Directions - Retype the data below verbatim, keeping every line, word, and number unchanged.

>> BEGIN Record set

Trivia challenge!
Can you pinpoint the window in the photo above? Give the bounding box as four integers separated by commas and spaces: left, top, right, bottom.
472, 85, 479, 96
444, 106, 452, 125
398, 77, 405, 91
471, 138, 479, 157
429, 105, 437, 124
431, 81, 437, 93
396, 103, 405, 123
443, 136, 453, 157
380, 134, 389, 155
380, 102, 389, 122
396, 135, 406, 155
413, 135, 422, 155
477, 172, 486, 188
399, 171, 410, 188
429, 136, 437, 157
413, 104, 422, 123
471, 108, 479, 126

>> END Record set

Solution to this exercise -
Trivia challenge!
Can you pinpoint the window in the photo above? Give the bounding box as four integers separated by commas and spaces: left, top, right, bottom.
472, 85, 479, 96
444, 106, 452, 125
398, 77, 405, 91
471, 138, 479, 157
429, 105, 437, 124
431, 81, 437, 93
396, 103, 405, 123
443, 136, 453, 157
380, 134, 389, 155
380, 102, 389, 122
396, 135, 406, 155
413, 135, 422, 155
477, 172, 486, 188
399, 171, 410, 188
429, 136, 437, 157
413, 104, 422, 123
471, 108, 479, 126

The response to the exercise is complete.